╔══

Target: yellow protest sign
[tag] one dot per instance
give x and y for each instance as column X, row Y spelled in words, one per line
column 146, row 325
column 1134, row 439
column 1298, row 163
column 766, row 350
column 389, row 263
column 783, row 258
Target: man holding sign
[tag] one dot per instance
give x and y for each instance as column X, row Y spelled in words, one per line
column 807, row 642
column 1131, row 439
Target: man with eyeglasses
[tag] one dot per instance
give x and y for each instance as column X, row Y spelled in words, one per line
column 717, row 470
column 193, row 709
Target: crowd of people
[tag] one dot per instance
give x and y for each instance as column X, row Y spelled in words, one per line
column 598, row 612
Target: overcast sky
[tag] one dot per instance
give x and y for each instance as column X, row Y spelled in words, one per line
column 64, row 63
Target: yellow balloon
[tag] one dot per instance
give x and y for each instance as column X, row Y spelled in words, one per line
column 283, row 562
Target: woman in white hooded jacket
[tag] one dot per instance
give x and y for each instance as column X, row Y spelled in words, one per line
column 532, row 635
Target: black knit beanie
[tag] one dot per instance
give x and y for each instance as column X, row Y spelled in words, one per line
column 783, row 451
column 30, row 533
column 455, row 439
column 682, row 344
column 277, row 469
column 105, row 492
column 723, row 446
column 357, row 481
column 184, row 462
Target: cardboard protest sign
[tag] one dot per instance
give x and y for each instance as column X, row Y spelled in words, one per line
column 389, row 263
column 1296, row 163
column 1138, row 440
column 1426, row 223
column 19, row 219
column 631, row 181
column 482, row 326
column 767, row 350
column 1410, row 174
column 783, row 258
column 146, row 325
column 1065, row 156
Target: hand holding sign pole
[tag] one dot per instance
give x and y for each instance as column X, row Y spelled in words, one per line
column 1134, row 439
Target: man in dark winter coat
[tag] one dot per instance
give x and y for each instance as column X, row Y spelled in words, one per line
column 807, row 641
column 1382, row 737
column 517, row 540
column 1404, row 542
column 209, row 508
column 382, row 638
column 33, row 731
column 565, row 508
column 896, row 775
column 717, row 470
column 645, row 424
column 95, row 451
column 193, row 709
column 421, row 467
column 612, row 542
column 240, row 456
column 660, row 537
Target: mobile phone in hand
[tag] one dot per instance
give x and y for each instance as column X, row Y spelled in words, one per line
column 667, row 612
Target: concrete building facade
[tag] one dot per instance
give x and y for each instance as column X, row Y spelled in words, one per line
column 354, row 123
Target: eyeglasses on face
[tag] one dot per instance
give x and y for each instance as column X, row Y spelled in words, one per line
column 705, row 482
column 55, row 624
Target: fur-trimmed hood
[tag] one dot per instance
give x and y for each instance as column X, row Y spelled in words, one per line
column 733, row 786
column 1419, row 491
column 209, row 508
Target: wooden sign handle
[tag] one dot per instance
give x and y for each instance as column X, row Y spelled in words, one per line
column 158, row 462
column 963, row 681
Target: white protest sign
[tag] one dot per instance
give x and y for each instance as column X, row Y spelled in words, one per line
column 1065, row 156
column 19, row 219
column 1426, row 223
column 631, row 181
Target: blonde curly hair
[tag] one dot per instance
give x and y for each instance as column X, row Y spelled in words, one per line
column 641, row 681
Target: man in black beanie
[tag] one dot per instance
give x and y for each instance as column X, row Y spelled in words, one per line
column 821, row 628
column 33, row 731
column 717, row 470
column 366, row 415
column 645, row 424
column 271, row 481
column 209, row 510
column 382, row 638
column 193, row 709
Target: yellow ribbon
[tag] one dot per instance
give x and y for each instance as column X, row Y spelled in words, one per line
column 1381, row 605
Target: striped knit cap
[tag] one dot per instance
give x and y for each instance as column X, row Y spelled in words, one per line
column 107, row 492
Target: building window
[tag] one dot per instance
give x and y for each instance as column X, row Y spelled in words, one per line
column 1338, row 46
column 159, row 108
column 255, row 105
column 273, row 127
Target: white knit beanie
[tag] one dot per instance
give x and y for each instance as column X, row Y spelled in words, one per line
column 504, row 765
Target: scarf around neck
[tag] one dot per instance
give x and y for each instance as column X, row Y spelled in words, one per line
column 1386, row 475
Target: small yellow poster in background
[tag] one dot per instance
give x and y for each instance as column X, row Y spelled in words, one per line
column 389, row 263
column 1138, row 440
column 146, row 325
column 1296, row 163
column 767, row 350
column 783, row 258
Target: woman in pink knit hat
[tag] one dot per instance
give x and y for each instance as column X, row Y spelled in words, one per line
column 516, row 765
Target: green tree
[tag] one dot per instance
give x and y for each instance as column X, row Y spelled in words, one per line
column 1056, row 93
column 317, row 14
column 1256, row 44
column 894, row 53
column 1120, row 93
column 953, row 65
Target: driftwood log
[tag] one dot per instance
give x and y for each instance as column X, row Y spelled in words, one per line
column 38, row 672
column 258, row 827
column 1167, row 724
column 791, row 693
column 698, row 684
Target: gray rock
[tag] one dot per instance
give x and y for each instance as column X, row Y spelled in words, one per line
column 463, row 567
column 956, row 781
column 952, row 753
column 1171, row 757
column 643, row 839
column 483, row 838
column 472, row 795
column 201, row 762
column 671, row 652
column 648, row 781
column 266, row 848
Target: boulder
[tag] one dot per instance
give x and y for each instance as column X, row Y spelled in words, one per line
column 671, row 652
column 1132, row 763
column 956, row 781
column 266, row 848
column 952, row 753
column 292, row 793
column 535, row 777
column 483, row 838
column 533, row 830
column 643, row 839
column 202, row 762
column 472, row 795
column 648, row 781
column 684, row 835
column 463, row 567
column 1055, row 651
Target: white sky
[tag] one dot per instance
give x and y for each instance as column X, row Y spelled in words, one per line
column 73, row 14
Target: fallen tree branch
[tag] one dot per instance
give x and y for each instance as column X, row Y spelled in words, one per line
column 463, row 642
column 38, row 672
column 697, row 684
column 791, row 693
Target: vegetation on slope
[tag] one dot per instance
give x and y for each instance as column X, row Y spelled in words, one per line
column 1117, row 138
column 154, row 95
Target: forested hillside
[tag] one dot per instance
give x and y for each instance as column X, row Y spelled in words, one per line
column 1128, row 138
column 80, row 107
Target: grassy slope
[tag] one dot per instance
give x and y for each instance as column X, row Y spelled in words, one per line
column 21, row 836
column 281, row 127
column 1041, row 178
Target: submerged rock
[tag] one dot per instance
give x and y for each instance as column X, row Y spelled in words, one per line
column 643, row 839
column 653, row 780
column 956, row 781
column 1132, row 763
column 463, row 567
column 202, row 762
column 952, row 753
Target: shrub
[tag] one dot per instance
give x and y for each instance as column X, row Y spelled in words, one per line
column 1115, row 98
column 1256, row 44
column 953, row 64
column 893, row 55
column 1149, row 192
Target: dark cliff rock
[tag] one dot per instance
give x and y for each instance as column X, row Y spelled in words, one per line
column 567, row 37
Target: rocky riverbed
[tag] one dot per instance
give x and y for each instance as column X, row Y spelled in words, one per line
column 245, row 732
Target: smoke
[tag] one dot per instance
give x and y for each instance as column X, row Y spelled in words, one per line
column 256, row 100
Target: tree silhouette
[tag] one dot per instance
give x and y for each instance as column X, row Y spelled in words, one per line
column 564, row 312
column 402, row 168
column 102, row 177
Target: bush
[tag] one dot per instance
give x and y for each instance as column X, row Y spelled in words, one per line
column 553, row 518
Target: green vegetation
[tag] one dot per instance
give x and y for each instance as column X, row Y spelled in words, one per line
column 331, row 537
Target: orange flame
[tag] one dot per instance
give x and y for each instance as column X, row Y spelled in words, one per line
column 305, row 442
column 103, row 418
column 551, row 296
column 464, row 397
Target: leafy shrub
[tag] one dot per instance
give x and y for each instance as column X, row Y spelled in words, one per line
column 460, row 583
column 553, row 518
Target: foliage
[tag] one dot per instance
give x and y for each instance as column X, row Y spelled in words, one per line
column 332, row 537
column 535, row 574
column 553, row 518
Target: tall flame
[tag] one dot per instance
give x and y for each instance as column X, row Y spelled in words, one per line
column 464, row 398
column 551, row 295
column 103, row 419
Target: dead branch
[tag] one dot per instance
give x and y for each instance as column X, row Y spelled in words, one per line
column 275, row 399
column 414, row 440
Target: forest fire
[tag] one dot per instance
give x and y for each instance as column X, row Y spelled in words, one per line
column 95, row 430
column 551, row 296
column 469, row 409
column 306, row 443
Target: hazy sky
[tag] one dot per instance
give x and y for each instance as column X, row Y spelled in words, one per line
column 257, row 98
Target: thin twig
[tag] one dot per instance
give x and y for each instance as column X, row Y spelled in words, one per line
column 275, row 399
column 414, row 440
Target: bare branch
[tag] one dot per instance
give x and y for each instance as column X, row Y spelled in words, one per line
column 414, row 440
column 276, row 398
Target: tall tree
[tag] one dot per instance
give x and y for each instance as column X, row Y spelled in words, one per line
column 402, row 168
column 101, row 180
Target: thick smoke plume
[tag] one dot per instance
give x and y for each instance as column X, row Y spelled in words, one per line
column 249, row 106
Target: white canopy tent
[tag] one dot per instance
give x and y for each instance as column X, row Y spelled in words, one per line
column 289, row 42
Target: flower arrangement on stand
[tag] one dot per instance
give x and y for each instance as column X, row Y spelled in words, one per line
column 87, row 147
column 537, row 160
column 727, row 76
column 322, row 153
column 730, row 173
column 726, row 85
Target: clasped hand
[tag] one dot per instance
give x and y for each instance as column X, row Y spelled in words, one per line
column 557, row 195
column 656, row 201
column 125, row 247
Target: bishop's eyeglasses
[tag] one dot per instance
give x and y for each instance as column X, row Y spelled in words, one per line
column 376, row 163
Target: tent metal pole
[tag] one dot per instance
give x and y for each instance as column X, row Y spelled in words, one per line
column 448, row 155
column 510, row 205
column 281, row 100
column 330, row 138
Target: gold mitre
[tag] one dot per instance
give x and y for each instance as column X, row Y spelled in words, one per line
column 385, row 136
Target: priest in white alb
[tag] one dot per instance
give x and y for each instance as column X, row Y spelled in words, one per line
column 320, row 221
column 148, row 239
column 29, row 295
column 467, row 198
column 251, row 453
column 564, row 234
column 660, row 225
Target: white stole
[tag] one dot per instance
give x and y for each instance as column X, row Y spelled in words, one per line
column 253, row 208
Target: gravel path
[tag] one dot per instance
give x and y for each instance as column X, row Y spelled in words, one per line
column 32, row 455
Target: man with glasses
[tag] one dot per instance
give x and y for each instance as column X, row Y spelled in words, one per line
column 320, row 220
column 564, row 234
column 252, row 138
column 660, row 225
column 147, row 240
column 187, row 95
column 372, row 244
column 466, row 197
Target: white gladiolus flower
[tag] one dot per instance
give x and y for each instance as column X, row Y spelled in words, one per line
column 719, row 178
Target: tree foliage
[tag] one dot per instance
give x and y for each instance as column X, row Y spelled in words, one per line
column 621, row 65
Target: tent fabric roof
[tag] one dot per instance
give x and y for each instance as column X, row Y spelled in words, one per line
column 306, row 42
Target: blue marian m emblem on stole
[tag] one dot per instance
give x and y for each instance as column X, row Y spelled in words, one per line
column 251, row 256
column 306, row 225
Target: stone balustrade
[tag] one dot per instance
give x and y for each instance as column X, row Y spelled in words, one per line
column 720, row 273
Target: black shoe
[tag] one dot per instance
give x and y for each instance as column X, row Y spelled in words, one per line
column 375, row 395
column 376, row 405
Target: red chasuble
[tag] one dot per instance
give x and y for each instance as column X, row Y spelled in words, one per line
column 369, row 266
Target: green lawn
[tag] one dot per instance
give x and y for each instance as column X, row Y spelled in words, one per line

╚══

• **EXERCISE GOAL**: Find the word "tree" in the data and copy out each line where it turns up.

• **REPLY**:
Target: green tree
Target: fallen tree branch
Target: tree silhouette
Target: tall tree
Target: tree foliage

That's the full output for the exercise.